Compiti da svolgere>
1) Stabilisci se ciascuna affermazione concorda con il brano sul cinque per mille riportato sotto e giustifica ogni sì o no citando le parole decisive del brano. (a) L'Università Pegaso supera anche il Politecnico di Milano nell'elenco. (b) Per il 2012 la Pegaso incasserà 421.895 euro. (c) Il centro di ricerca Biogem ha stretto un'intesa con l'Ordine dei dottori commercialisti di Avellino.
2) Individua nei record ogni riga in cui compare la parola "floor" e ricopiala.

Brano>

Passando all’elenco degli enti di ricerca scientifica, non mancano altre sorprese. L’Università telematica «Pegaso» di Napoli si piazza all’undicesimo posto, sorpassando tutti gli atenei pubblici e privati d’Italia, escluso il Politecnico di Milano. Per il 2012, grazie alla scelta di 224mila contribuenti, la Pegaso incasserà 421.895 euro, il 380% in più rispetto all’anno prima, quando il contributo era stato di 108.435 euro. Qual è il segreto di un simile balzo in avanti?
Un aiuto potrebbe essere arrivato da decine di convenzioni sottoscritte dall’Università Pegaso con Ordini professionali e con i sindacati sul territorio, anche se – precisa il direttore generale dell’ateneo online Elio Pariota – queste convenzioni nulla hanno a che vedere con il cinque per mille, ma solo con la formazione».
Nella sua lettera, la Corte dei conti cita esplicitamente un altro esempio: l’intesa tra il centro di ricerca Biogem di Ariano Irpino e l’Ordine dei dottori commercialisti di Avellino. Il presidente di Biogem, Ortensio Zecchino, ha dichiarato (come riporta la stessa Corte): «Ci rivolgiamo ai commercialisti perché hanno una grande forza di orientamento». Con buona pace della libertà di scelta.

Record estratti:

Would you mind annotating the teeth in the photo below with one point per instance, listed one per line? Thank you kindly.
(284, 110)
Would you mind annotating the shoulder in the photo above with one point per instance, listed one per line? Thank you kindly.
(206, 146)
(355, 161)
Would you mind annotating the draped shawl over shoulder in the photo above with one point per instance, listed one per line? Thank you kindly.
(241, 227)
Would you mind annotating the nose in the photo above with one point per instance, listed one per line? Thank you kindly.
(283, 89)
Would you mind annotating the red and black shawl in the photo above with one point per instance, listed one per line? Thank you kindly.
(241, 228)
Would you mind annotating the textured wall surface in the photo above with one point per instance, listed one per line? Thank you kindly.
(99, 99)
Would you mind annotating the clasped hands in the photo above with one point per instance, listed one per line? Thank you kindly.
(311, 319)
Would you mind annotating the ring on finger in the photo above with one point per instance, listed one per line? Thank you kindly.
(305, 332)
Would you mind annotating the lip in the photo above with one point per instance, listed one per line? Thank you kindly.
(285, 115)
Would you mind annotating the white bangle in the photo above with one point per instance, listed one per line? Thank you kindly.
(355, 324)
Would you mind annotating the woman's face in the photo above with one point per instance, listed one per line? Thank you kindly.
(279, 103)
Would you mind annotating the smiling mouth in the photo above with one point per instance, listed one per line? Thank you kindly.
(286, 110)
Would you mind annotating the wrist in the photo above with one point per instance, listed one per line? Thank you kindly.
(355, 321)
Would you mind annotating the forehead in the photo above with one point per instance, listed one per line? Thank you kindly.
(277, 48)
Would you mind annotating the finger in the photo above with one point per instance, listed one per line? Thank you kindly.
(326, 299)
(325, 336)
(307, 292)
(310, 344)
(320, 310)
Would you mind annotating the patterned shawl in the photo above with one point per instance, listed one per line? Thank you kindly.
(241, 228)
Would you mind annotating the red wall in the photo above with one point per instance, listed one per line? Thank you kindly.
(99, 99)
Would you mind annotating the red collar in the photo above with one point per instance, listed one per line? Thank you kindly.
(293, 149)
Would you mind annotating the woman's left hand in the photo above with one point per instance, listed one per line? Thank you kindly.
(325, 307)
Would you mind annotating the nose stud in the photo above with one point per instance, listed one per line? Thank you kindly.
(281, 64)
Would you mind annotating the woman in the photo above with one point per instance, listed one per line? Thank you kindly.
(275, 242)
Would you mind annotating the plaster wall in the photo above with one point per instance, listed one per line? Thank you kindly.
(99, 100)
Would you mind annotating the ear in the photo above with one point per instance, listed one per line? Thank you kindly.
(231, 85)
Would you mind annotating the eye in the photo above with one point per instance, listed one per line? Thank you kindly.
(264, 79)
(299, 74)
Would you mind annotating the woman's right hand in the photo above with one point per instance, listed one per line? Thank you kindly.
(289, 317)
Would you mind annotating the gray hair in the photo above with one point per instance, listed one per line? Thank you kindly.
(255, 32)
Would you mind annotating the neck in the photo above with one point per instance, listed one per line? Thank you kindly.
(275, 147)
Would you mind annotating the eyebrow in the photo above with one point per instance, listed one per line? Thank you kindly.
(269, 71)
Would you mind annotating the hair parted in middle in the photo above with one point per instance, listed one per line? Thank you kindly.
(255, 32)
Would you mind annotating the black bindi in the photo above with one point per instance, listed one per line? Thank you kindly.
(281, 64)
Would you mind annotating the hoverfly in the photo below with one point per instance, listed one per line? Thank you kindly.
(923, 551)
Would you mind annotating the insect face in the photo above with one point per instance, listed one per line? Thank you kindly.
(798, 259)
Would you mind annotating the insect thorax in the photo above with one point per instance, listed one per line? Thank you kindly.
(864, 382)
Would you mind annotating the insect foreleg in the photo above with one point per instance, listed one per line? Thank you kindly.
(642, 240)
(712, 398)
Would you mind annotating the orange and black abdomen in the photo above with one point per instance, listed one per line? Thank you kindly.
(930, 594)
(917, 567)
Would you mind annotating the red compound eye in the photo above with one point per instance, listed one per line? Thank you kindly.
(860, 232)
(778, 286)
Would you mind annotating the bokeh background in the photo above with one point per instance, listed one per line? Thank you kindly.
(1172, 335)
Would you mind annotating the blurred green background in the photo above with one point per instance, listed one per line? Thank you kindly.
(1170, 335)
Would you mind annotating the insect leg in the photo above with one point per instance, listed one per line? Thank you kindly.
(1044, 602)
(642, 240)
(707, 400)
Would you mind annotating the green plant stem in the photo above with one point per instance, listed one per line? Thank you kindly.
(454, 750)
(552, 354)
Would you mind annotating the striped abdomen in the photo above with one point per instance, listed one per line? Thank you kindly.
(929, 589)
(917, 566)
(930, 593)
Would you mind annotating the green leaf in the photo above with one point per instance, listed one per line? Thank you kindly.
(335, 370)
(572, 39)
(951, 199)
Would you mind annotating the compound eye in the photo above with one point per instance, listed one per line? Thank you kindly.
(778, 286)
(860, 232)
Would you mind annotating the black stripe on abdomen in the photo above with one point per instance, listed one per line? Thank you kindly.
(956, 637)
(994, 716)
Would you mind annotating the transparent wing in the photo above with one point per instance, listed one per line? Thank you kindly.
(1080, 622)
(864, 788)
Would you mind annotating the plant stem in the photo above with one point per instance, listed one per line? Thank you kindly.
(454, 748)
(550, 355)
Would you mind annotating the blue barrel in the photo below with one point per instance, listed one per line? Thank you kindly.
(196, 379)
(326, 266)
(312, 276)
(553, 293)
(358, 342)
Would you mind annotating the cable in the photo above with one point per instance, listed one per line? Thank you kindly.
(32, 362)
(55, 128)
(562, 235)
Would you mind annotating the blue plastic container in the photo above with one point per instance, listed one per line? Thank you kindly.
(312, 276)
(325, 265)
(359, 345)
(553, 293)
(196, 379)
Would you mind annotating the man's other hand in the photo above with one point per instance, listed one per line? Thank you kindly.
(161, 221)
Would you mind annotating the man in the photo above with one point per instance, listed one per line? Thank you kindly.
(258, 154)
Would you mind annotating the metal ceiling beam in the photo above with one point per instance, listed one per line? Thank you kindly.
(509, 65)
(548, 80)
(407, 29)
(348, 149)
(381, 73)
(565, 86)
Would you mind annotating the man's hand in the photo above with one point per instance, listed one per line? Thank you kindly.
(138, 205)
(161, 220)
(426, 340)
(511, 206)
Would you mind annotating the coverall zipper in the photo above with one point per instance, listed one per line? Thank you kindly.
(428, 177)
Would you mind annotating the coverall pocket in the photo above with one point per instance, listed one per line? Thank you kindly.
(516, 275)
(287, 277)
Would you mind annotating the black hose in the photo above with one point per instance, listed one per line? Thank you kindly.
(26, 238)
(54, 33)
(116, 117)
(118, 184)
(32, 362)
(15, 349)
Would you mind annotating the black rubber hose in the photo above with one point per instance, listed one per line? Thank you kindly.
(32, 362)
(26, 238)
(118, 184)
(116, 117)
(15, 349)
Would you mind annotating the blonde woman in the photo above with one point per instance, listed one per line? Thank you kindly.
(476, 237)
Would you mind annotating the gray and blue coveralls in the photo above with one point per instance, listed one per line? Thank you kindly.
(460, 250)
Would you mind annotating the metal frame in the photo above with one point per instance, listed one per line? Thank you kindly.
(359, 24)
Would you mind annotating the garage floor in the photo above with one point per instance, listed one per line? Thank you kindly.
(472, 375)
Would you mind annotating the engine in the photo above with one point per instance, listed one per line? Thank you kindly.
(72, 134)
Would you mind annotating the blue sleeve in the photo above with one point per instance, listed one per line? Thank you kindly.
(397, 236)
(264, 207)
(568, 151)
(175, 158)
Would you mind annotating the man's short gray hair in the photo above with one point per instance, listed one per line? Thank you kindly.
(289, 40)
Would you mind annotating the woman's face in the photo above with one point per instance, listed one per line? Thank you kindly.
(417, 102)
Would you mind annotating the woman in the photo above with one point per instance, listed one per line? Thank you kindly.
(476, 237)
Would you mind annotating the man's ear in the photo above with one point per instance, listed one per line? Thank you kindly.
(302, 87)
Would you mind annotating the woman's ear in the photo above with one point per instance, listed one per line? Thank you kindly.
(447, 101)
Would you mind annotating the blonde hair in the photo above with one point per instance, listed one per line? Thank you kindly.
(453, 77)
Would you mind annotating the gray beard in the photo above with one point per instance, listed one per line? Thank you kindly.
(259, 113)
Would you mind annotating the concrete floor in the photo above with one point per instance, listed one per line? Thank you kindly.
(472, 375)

Soluzioni>
1)
(a) No: «sorpassando tutti gli atenei pubblici e privati d’Italia, escluso il Politecnico di Milano».
(b) Sì: «Per il 2012, grazie alla scelta di 224mila contribuenti, la Pegaso incasserà 421.895 euro».
(c) Sì: «l’intesa tra il centro di ricerca Biogem di Ariano Irpino e l’Ordine dei dottori commercialisti di Avellino».

2)
Would you mind annotating the garage floor in the photo above with one point per instance, listed one per line? Thank you kindly.
Would you mind annotating the concrete floor in the photo above with one point per instance, listed one per line? Thank you kindly.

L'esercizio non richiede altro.